Copy out the lines of the records below, starting at the line that contains "If you could" and ending at the line that contains "An example of", with both of those lines included.

> Source records:
◇ ◇ ◇

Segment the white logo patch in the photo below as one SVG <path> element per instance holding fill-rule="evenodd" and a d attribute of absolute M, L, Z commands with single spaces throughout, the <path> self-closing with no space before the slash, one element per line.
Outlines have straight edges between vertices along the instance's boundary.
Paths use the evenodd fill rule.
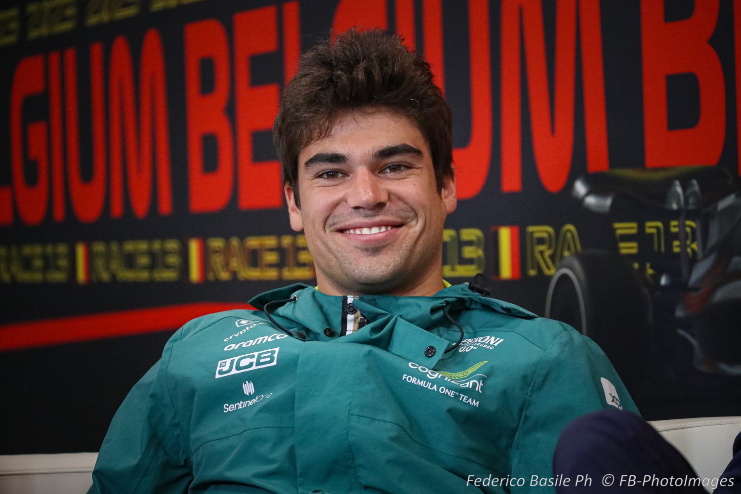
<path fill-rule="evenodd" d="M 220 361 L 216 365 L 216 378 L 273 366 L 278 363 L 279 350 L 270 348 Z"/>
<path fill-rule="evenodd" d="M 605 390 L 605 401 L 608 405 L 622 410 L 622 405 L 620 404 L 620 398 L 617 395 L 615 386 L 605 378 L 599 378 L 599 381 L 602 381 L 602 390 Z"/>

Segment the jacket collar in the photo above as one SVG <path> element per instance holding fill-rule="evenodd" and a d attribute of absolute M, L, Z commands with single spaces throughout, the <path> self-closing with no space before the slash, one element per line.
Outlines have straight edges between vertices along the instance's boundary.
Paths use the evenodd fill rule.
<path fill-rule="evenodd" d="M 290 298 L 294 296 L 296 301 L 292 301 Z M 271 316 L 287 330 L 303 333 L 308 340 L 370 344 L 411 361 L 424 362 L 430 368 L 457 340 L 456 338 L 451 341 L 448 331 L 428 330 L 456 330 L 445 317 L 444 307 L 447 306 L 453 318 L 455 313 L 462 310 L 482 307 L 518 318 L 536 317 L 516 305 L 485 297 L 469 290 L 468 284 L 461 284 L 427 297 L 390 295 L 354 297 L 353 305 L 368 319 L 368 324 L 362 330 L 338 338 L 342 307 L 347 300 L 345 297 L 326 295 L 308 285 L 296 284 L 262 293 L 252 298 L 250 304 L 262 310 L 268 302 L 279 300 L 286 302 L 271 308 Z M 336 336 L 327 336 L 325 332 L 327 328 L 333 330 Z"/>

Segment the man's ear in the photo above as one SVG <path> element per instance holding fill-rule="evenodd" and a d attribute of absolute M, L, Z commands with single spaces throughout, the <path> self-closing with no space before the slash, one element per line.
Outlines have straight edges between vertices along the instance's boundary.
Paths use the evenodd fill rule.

◇ ◇ ◇

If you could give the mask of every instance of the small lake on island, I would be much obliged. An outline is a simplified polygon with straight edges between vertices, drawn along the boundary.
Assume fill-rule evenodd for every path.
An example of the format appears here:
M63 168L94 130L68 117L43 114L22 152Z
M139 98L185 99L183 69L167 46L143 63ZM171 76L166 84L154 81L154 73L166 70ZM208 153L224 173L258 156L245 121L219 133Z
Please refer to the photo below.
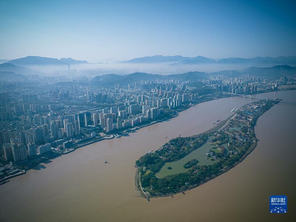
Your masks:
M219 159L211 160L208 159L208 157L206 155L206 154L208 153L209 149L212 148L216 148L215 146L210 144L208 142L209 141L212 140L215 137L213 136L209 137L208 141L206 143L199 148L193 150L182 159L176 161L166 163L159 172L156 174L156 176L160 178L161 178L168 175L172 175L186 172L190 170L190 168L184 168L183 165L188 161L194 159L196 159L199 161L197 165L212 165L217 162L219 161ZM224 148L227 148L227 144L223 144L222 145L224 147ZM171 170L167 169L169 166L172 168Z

◇ ◇ ◇

> Finished task:
If you could give the mask of every instance of the small lake on island, I would be much obliged. An outline is a simplified polygon with straight edges between vertices, drawn along the boundary.
Assume fill-rule evenodd for every path.
An example of the format appears here:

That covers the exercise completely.